WHAT YOU ARE ASKED TO DO → Can you reproduce the material below word for word, starting at the line that contains "Each instance receives one keypoint. Mark the blue banner" and continuing down to its very end?

▼▼▼

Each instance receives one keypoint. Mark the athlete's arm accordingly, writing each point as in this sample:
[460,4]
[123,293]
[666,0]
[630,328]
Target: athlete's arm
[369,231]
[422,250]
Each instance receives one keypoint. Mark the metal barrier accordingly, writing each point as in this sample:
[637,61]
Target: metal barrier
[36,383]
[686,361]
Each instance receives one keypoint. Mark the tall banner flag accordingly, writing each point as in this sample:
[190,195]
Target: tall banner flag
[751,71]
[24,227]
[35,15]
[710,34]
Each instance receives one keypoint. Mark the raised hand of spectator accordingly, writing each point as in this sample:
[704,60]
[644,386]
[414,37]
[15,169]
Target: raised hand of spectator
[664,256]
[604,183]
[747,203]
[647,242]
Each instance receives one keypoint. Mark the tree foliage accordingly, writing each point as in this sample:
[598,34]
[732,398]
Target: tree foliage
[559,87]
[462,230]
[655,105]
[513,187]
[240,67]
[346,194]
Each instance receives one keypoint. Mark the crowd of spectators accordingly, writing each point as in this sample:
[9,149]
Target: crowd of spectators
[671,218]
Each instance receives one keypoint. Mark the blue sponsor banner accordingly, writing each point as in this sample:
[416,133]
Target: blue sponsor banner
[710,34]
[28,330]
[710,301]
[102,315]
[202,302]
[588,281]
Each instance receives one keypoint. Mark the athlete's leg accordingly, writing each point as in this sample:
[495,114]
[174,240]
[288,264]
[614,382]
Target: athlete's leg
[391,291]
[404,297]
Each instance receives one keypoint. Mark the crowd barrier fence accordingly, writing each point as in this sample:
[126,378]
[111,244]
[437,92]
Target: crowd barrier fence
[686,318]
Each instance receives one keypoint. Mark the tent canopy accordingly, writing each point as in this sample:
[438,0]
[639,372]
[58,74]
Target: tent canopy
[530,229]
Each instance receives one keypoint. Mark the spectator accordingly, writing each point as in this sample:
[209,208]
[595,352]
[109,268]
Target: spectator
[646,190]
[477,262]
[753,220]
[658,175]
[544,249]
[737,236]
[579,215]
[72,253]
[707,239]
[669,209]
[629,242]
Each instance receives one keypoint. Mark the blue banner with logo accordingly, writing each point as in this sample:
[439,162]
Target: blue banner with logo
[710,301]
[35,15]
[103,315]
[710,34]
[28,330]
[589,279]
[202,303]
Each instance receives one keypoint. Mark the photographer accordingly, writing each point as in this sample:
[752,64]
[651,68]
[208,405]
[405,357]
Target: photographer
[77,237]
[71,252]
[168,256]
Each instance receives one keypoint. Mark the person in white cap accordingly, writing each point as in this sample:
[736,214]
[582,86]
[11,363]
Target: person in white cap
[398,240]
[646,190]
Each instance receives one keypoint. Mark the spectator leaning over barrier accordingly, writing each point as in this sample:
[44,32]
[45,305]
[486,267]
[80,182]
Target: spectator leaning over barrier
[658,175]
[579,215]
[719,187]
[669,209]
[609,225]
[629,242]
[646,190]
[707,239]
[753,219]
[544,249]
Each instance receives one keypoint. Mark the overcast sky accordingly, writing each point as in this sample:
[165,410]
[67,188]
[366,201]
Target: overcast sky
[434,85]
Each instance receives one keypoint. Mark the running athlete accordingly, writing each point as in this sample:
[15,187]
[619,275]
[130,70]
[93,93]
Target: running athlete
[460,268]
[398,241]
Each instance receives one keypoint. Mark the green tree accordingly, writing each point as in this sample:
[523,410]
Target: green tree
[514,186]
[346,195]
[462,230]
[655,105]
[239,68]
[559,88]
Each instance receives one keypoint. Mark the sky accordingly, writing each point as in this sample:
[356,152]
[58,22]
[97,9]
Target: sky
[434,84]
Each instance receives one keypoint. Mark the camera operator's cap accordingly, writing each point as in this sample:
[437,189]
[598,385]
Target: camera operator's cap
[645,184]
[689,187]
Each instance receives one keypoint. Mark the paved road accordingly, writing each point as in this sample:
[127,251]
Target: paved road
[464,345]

▲▲▲

RESPONSE →
Each instance receives one keypoint. Mark the blue banner with logo accordingly, writing each point as in this sample:
[439,162]
Target: blue banner with logo
[710,301]
[35,15]
[103,315]
[710,34]
[28,330]
[589,279]
[202,303]
Each instance receives one keypoint. Mark the photographer accordingly, writing each point as in this sample:
[752,64]
[651,68]
[208,405]
[405,357]
Target: photographer
[77,237]
[71,252]
[168,256]
Each instance receives one keypoint. Mark the person in white cap accordingly, writing each point as in this sample:
[736,214]
[582,86]
[11,363]
Target: person in white cap
[398,240]
[646,190]
Each instance receives one keypoint. Mark the spectator leaning over barrier accordingly, writing each point as in this sample:
[44,32]
[45,305]
[486,267]
[80,182]
Target: spectator leaning over barrier
[658,175]
[579,215]
[719,187]
[669,209]
[609,225]
[629,242]
[646,190]
[707,239]
[753,219]
[544,249]
Each instance receives one keypoint. Mark the overcast sky accordingly, writing each point as in this sample:
[165,410]
[67,188]
[366,201]
Target: overcast sky
[434,85]
Each instance receives one keypoint. Mark the running athlete accordingly, writing each point as in this sample:
[15,187]
[619,275]
[130,70]
[93,93]
Target: running athlete
[460,268]
[398,241]
Each instance receives one keypoint. Mark the green tree accordingly, writing each point as in this sample:
[523,410]
Target: green tree
[514,186]
[346,195]
[462,230]
[655,105]
[239,68]
[559,88]
Each instance receives one keypoint. Mark the sky accordingly, writing each point as in this sample:
[356,152]
[58,22]
[97,9]
Target: sky
[434,84]
Each instance receives one keypoint. Mark the camera operator's cap accordingly, writing each point as in this sample:
[437,189]
[598,385]
Target: camera operator's cap
[645,184]
[689,187]
Each instance receives one keypoint. Mark the paved road accordingly, writing each point as in this sample:
[127,251]
Target: paved road
[464,345]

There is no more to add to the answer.